EXERCISE DETAILS » Put every line of the records below into a numbered list, leaving out any blank lines.

GIVEN INFORMATION »
---------------

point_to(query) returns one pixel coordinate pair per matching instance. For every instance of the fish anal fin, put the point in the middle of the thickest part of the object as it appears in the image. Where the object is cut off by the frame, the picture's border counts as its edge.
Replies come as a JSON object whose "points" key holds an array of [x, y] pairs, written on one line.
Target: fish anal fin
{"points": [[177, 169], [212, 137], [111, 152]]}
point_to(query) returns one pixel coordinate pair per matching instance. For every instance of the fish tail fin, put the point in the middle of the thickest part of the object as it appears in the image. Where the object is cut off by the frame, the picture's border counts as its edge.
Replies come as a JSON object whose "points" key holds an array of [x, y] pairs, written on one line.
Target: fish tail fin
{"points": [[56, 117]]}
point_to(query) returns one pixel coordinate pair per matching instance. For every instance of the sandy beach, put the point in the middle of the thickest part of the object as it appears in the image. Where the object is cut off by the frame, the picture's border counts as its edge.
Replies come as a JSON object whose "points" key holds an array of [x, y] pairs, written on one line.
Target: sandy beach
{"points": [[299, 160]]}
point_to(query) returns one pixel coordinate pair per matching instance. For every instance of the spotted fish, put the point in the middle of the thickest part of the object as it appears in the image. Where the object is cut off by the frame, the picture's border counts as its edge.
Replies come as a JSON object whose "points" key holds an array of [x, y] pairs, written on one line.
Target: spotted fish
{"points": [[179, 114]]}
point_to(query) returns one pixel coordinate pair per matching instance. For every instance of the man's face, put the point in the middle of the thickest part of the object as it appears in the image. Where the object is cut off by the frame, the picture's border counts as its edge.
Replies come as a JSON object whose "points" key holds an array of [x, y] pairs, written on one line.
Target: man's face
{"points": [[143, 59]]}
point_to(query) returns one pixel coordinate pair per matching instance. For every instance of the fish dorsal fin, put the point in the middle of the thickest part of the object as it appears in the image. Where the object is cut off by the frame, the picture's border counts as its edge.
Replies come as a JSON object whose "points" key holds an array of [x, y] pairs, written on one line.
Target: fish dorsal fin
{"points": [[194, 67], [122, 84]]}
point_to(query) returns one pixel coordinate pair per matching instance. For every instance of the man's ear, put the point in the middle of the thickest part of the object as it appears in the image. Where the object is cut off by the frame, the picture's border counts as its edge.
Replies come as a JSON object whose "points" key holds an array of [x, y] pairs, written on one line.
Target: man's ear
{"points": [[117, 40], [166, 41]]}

---------------

RESPONSE »
1. point_to(query) returns one pixel coordinate pair per matching instance. For every instance of the fish anal fin, put the point in the middle of the thickest part of the object as it appears in the image. Where the object is cut off by the frame, the picture's border counts as its edge.
2. Replies come as a JSON object whose "points" key holds an array of [x, y] pairs, written on one line.
3. Target: fish anal fin
4. {"points": [[177, 169], [212, 137], [111, 152]]}
5. point_to(query) returns one pixel coordinate pair per matching instance. For every instance of the fish tail fin, put the point in the middle of the thickest part of the object as it appears in the image. Where the object is cut off by the frame, the picture's border counts as its edge.
6. Replies come as a JSON object whose "points" key holds an array of [x, y] pairs, written on one line.
7. Target: fish tail fin
8. {"points": [[56, 117]]}
9. point_to(query) returns one pixel coordinate pair per matching instance. For every instance of the sandy beach, put the point in the middle of the thickest part of the object as it appears in the image. Where the object is cut off by the frame, the picture's border counts as its edge.
10. Replies come as a JSON object whose "points" key holds an array of [x, y] pairs, written on one line.
11. Target: sandy beach
12. {"points": [[299, 160]]}
13. point_to(query) returns one pixel coordinate pair per matching instance. For every instance of the spotted fish, put the point in the middle of the thickest part of the object as it appears in the image. Where the object is cut off by the frame, the picture's border counts as its edge.
14. Replies come as a JSON object whose "points" key holds an array of [x, y] pairs, written on one line.
15. Target: spotted fish
16. {"points": [[179, 114]]}
17. point_to(query) returns one pixel coordinate pair per matching instance. For every instance of the man's face, put the point in the middle of the thickest part of the object as it appears in the image. Where the object is cut off by the frame, the picture's border counts as its edge.
18. Replies come as a JSON object whose "points" key holds an array of [x, y] pairs, written on one line.
19. Target: man's face
20. {"points": [[143, 59]]}
21. point_to(query) returns one pixel coordinate pair per matching instance. For every instance of the fish dorsal fin, put the point in the middle of the thickest part of the object as it appears in the image. Where the object is cut off by the frame, the picture's border counts as its edge.
22. Replies come as a JSON object whose "points" key holds an array of [x, y] pairs, written on one line.
23. Target: fish dorsal fin
24. {"points": [[194, 67], [122, 84]]}
25. point_to(query) returns one pixel coordinate pair per matching instance. For every instance of the man's ear, put the point in the middle of the thickest part of the object as it appears in the image. Where the object is cut off by the frame, the picture's border counts as its edge.
26. Replies come as a JSON object whose "points" key holds an array of [x, y] pairs, written on one line.
27. Target: man's ear
28. {"points": [[117, 40], [166, 41]]}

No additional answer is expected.